(Stored dataset items)
----

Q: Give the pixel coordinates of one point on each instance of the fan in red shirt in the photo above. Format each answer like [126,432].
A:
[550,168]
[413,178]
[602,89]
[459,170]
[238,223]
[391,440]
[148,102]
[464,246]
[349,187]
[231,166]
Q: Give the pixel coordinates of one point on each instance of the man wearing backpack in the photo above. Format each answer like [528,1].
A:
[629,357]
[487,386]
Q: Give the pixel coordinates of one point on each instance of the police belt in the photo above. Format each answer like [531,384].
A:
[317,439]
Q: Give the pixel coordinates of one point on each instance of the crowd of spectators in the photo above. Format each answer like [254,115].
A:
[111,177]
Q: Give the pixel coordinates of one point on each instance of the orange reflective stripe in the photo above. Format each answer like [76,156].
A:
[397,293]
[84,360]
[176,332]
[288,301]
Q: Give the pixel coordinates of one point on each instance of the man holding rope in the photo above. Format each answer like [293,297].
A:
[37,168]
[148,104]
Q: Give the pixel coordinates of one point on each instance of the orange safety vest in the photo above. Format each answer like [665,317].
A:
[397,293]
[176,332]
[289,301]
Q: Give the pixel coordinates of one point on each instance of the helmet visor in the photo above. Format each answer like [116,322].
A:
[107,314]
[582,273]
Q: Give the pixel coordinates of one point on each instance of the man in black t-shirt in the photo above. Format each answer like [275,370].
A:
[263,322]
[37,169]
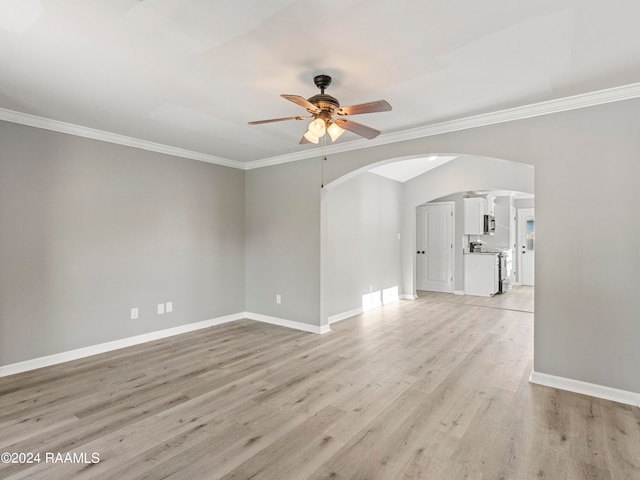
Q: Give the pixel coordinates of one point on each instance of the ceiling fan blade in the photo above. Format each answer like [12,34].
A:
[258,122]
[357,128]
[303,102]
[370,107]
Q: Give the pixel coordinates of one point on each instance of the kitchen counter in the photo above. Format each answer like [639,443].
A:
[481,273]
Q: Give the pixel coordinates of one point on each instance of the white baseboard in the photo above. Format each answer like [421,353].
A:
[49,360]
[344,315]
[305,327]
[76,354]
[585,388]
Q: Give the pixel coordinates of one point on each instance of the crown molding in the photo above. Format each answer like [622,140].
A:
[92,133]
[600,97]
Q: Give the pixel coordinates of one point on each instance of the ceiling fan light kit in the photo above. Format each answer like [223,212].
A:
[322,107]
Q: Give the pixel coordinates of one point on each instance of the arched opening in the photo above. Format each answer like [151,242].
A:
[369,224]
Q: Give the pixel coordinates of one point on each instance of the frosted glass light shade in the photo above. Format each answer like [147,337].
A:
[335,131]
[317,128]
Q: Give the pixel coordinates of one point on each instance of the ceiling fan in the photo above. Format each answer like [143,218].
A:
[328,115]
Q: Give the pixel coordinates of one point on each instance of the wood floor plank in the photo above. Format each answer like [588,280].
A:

----

» Stated problem
Starting at the line that contains "answer like [143,218]." and continuing through the end of the records, write those lines out again, adding 4 to both numbers in every listed coordinate pair. Leave all other text unchanged.

» Complete response
Q: Give the pixel coordinates of one point on each instance of the ceiling fan in the photo above. Format each answer like [143,218].
A:
[332,119]
Q: Give the pixel coordinates of one point on each instance of the wood floor plank in the photo above. Format each answer like [588,280].
A:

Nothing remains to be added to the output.